[[ Quoted passage, beginning ]]

Vol. 3 Issue 49 | December 8, 2017

Vol. 3 Issue 49 | December 8, 2017

Vol. 3 Issue 49 | December 8, 2017
Three Things This Week

1. 13 Songs of 2017

What it is: As the year comes to a close, everyone’s looking back on what happened in order to predict what will be. This article from GQ (language!), though crass, offers major insight to the music scene.

Why it’s illuminating: It’s crazy how quickly we adults become “uncool” and out of touch. And in this streaming, digital world, the rate at which this happens is only increasing. So if you had any moments over the last year when your teen mentioned an artist or song you’ve never heard of OR when you questioned how they could possibly listen to “this trash” (as one of our staff had asked of him when he was a teen), this list is for you. Whether or not your teens can articulate why an artist or style is trending, they are regardless being influenced by the sounds, lyrics, and artists. Jay-Z says he makes music in order to “start a dialogue” between disparate people groups which can lead to mutual understanding (see below). Listen to your kids music, and use it as an opportunity to start a conversation with them about the meaning and impact their favorite songs have on them.

2. Gone Gomez

What it is: On Tuesday, singer and most-followed person on Instagram Selena Gomez switched her account to private.

Why it’s revolutionary: Gomez is at what seems like the top of her career. She was named Billboard’s Woman of the Year and Spotify’s third-most-streamed woman in 2017, among other accomplishments. So why make a move that, in essence, makes her less visible? Though she has yet to comment directly, she’s been open in the past about needing to take breaks from social media. Her example is a great way to start a conversation about social media and celeb culture with your teens: What do you think about her making it private? Is she blowing something out of proportion? Should she just be ok with 130 million people having such intimate access to her life?

[[ Quoted passage, end ]]

**Problem set:**
1 > Reproduce the passage of the weekly newsletter from "2. Gone Gomez" to "to her life?".
2 > Carry on the weekly newsletter about music and social media, picking up after its final sentence.

[[ Supplied entries, beginning ]]

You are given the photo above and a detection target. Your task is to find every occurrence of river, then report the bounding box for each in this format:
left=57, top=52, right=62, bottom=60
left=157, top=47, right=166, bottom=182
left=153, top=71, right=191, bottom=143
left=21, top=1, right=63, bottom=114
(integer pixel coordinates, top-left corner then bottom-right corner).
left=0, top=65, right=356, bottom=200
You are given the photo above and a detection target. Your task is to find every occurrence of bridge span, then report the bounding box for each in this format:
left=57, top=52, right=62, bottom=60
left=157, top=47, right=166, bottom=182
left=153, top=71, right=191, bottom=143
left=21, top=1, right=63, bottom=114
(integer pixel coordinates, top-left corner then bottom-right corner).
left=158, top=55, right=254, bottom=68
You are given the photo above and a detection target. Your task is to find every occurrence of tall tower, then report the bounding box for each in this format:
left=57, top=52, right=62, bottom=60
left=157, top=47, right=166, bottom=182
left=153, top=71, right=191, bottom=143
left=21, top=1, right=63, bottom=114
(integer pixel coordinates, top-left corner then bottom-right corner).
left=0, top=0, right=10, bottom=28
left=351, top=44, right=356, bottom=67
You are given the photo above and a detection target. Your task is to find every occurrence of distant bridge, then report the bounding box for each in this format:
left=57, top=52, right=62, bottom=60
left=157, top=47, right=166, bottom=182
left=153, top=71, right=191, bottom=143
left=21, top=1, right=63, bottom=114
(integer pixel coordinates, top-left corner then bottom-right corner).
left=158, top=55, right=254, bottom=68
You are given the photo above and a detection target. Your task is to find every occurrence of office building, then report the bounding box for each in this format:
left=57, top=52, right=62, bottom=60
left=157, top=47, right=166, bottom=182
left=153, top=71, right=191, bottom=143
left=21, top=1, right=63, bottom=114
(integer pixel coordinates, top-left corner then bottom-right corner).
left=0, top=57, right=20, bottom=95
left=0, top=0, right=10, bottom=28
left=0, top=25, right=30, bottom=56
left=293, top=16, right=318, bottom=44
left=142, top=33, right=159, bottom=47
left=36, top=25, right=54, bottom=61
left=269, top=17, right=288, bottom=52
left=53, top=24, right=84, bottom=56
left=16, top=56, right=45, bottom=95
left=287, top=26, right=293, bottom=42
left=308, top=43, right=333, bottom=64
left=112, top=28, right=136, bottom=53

[[ Supplied entries, end ]]

**Responses for each task:**
1 >
2. Gone Gomez

What it is: On Tuesday, singer and most-followed person on Instagram Selena Gomez switched her account to private.

Why it’s revolutionary: Gomez is at what seems like the top of her career. She was named Billboard’s Woman of the Year and Spotify’s third-most-streamed woman in 2017, among other accomplishments. So why make a move that, in essence, makes her less visible? Though she has yet to comment directly, she’s been open in the past about needing to take breaks from social media. Her example is a great way to start a conversation about social media and celeb culture with your teens: What do you think about her making it private? Is she blowing something out of proportion? Should she just be ok with 130 million people having such intimate access to her life?

2 >
3. Messenger Kids

What it is: Facebook recently released an iOS test of its new app, Messenger Kids, aimed at children ages 6-12 (it’s illegal to have a regular FB account before the age of 13).

Why it’s tricky: Surprisingly, the app sounds like it will actually be safe and a fun way for kids to keep in touch with loved ones. There won’t be any ads or in-app purchases, it’s designed to be compliant with COPPA, and parents have a lot of control over who and what a child can see or display (to use it, at least one parent must have a FB account). Yet it’s not all rainbow and butterfly face filters: On what device is a young child supposed to use the app? And doesn’t this just make parents and kids more dependent on FB, starting at even younger ages?

Bonus: Did you miss the even more in-depth look at the app in this week’s edition of the always-excellent Culture Insider? Sign up now and never miss a thing!

 

The Secret Sauce of Conversation?

We’ve been hearing from a lot of you lately that it’s hard to find time and non-cheesy ways to start conversations with teens, especially about tough subjects. Trust us, we feel you. #TeensAreScary (Imagine that being said by Jim Gaffigan). Actually, that’s often the problem: We let our fear of awkwardness, confrontation, disagreement, or even rejection keep us from broaching certain (ok, let’s be real: most) subjects.

In a fascinating interview with T Magazine, rapper Jay-Z said something profound: You have to talk about things because “what you reveal, you heal.” He explained that it’s impossible to rid a body of a tumor if you don’t know it’s there. You have to first find it in order to operate on it. And it’s the same for our teens: If we don’t have a continual dialogue with them, we won’t know what “tumors” start growing in and slowly eat away at their faith and humanity.

So rather than some magic formula, we believe that the secret sauce for talking with teens is simply creating a nonjudgmental environment, embracing the awkwardness, and starting the conversation. Constantly. About anything and everything. Especially when it makes us uncomfortable or we disagree with our teens.

But the extra-secret sauce is even more important: Intentionally building a loving relationship with your kids based on trust, honesty, and dignity.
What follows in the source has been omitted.